- **Directive**
Filter the rows below and copy out every line that contains the string "dark". Matching is case-sensitive.

- **Data lines**
══════

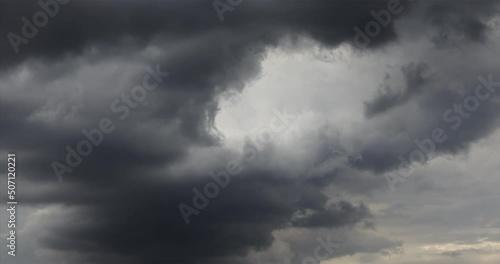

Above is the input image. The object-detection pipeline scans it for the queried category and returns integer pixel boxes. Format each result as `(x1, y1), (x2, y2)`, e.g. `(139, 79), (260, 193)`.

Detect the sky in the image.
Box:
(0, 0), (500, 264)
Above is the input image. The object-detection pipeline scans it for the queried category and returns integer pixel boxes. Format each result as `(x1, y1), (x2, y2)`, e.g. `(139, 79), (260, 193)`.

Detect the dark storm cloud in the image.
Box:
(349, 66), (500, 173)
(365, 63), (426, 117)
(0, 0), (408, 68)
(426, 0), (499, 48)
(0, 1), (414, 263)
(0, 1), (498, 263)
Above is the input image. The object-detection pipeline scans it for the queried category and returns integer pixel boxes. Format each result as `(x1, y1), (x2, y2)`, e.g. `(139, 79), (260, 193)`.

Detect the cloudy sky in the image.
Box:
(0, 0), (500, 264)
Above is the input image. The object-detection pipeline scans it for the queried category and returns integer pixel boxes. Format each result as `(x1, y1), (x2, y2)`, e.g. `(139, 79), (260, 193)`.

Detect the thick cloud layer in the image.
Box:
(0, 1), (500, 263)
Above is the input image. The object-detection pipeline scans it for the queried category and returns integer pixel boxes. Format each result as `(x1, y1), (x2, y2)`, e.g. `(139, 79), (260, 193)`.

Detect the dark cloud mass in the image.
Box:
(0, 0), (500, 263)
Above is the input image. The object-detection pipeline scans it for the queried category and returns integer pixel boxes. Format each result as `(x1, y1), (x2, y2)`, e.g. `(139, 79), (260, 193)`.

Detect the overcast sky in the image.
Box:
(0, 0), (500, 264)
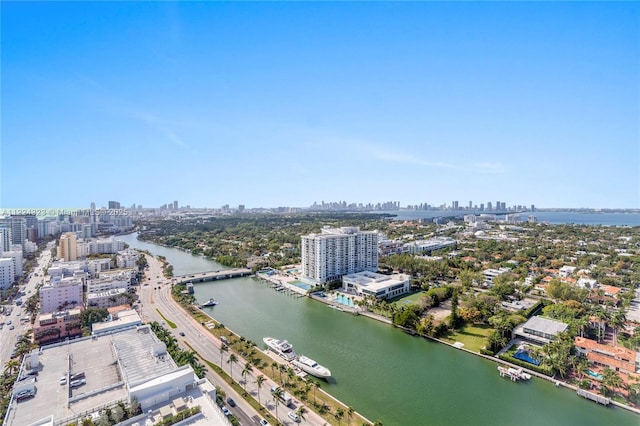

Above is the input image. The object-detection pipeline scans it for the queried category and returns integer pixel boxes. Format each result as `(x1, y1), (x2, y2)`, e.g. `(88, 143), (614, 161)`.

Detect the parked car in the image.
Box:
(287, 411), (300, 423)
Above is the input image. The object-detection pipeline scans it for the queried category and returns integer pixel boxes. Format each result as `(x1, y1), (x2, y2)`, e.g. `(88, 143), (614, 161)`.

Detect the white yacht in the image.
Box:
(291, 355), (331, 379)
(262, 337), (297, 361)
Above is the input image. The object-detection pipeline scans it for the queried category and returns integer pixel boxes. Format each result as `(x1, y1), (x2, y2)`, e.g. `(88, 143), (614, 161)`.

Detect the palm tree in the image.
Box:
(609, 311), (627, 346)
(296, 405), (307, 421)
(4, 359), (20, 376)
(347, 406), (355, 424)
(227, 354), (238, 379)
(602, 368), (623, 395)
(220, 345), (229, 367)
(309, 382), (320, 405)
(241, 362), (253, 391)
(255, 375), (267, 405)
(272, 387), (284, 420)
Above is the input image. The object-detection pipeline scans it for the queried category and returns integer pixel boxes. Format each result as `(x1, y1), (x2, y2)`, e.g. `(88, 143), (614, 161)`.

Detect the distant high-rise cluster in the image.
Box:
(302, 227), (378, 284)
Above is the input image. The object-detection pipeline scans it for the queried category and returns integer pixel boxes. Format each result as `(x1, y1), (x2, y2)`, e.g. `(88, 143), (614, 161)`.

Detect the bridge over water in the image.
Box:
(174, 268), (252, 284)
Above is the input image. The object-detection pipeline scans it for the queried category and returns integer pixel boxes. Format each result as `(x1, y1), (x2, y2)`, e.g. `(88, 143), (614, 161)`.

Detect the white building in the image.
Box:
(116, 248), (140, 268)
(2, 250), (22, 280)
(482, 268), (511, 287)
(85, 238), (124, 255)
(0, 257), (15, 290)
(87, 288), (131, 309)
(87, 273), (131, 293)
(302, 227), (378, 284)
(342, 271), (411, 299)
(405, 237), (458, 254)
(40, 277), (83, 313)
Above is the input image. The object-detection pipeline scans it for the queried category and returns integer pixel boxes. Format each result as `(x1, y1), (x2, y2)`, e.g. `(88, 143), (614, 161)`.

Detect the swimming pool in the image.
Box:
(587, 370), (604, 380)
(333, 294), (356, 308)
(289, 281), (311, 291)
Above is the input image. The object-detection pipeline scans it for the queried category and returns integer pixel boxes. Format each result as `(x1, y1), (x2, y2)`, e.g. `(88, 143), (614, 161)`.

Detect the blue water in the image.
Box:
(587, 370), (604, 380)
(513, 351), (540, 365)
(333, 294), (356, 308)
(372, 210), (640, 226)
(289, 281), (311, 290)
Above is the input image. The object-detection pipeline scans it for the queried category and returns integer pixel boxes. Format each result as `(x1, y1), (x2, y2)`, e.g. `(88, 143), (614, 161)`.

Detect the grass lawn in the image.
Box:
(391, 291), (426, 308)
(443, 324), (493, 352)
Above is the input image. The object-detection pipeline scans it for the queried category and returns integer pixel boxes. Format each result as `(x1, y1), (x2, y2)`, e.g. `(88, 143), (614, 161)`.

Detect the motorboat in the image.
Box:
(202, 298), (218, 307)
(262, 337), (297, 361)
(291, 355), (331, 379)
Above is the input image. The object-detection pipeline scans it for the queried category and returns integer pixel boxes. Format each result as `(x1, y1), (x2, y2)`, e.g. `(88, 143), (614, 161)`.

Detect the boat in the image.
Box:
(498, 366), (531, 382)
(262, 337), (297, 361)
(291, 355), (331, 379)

══════

- **Output of the exercise**
Detect the dark storm cloud in the image.
Detect the dark cloud mass in the image.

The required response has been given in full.